## What to work on
[a] Copy the part of the Sheffield stop-smoking article between "The worker helped" and "or needed advice.", inclusive, switching "pharmacy staff" to "pharmacy workers" each time it appears.
[b] Carry on writing the Sheffield stop-smoking article, starting after its last sentence.

Top of Passage

Community pharmacy technicians and dispensary staff in Sheffield helped to increase the number of people who stopped smoking by 112 per cent in just three years after the appointment of a development worker to the smoking cessation service.

The South East Sheffield Primary Care Trust created the post to support pharmacy staff and GPs offering smoking cessation services in order to help meet its three-year target of persuading 2,840 people to quit between 2003 and 2006.

The worker helped to identify obstacles pharmacy staff and GPs had experienced, which included confusion over how to refer a patient on to a specialist service and the administration around a referral. A referral protocol was developed and referral pads were created as well as posters and leaflets advertising the community-based services.

The success of the appointment was reflected in the number of people who quit for more than four weeks, which went up from 452 in 2003–04 to 859 in 2004–05 — an increase of 92 per cent. The following 12 months the figure increased to 962 — a rise of 112 per cent in three years.

Tina Cooke, chairman of the Sheffield Local Pharmaceutical Committee, said that the development worker made a huge difference because a single point of contact was available if the pharmacy staff had a problem about the service or needed advice.

Ms Cooke added: “It is definitely a model which could be used elsewhere — there are pharmacists out there wanting to deliver this service and, with the publication of the White Paper, are gearing themselves up to deliver more.”

Bottom of Passage
Top of Data shown

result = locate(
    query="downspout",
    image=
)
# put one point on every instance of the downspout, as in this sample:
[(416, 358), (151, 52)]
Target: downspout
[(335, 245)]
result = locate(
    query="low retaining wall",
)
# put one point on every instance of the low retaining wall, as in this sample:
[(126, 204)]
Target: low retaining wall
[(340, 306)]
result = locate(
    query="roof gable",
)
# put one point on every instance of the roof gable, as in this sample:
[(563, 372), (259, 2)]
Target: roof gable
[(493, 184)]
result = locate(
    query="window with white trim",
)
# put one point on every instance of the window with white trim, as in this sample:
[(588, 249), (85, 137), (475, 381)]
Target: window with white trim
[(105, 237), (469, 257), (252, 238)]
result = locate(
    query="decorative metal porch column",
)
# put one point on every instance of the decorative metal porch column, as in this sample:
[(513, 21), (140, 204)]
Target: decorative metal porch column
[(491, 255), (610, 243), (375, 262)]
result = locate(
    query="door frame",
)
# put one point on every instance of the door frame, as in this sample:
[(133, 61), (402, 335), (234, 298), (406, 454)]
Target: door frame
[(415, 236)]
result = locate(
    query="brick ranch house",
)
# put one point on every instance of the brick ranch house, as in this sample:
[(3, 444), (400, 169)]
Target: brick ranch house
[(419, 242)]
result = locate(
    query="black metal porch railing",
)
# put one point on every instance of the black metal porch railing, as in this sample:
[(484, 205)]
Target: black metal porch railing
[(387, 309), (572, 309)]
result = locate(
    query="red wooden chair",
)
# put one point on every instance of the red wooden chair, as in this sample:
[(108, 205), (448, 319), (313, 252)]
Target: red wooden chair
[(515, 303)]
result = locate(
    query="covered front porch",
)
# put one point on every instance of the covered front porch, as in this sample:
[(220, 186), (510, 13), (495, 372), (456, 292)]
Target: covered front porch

Bottom of Data shown

## Answers by task
[a]
The worker helped to identify obstacles pharmacy workers and GPs had experienced, which included confusion over how to refer a patient on to a specialist service and the administration around a referral. A referral protocol was developed and referral pads were created as well as posters and leaflets advertising the community-based services.

The success of the appointment was reflected in the number of people who quit for more than four weeks, which went up from 452 in 2003–04 to 859 in 2004–05 — an increase of 92 per cent. The following 12 months the figure increased to 962 — a rise of 112 per cent in three years.

Tina Cooke, chairman of the Sheffield Local Pharmaceutical Committee, said that the development worker made a huge difference because a single point of contact was available if the pharmacy workers had a problem about the service or needed advice.

[b]
The Sheffield initiative is one of three involving community pharmacists that are put forward as examples of best practice in a Government document “Excellence in tobacco control: 10 high impact changes to achieve tobacco control”, published last month.

The other two projects are a scheme in Birmingham involving a partnership between pharmacists and Citizens Advice Bureau workers and one in Swindon where pharmacists took part in a borough-wide initiative to prepare people for the ban on smoking in public places in England.

Tobacco control Plain cigarette packets with no branding or logos, minimum pack sizes of 20 (to stop young people, who can only afford packs of 10, buying cigarettes) and a ban on the advertising of cigarette papers are proposals put forward in a new Department of Health consultation document “The future of tobacco control”, published last week.

The consultation aims to start a debate around further measures that would stop people smoking and prevent young people from starting to smoke.